— What is expected —
Count the lines in the items below that contain the word "green", treating uppercase and lowercase as different, and reply with only that number.

— The data —
**********

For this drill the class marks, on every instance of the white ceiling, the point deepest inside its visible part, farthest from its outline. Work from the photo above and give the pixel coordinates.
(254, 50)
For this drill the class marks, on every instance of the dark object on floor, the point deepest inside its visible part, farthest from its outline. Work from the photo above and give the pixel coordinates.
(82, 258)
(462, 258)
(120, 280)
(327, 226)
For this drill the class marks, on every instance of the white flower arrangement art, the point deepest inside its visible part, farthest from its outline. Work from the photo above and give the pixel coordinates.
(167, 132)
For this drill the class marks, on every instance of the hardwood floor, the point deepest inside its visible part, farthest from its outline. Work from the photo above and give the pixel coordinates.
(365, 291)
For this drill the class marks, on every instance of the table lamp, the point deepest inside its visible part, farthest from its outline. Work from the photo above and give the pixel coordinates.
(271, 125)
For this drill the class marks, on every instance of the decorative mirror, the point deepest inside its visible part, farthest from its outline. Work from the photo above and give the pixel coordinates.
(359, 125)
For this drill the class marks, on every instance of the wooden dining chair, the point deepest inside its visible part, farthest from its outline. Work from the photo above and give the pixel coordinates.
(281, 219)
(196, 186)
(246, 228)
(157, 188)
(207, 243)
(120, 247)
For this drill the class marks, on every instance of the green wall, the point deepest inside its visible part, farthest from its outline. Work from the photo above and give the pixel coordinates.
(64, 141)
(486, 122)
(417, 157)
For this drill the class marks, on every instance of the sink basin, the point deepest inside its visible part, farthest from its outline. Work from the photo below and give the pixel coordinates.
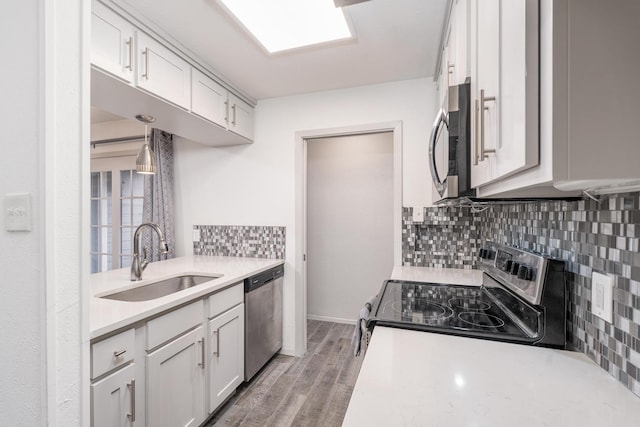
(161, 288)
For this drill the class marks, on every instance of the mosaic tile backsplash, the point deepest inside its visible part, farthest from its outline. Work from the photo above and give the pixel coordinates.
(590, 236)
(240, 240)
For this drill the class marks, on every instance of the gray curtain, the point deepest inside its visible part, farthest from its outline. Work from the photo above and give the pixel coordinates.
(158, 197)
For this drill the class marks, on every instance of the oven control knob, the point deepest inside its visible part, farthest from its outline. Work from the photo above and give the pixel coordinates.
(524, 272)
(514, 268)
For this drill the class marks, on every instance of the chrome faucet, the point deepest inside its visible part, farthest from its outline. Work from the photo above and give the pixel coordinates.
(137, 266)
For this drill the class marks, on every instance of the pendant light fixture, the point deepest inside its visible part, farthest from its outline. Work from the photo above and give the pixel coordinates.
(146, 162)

**********

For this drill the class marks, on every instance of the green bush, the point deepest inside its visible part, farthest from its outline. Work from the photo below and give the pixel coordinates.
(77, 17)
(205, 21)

**********

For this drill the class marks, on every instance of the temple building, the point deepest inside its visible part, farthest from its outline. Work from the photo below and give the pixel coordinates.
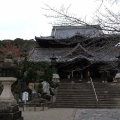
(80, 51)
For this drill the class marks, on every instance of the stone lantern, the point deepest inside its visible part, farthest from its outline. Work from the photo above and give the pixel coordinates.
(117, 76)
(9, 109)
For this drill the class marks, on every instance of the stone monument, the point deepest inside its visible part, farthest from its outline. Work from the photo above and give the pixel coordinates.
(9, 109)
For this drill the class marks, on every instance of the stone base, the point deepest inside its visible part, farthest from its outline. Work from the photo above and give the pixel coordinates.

**********

— Reply to the exercise —
2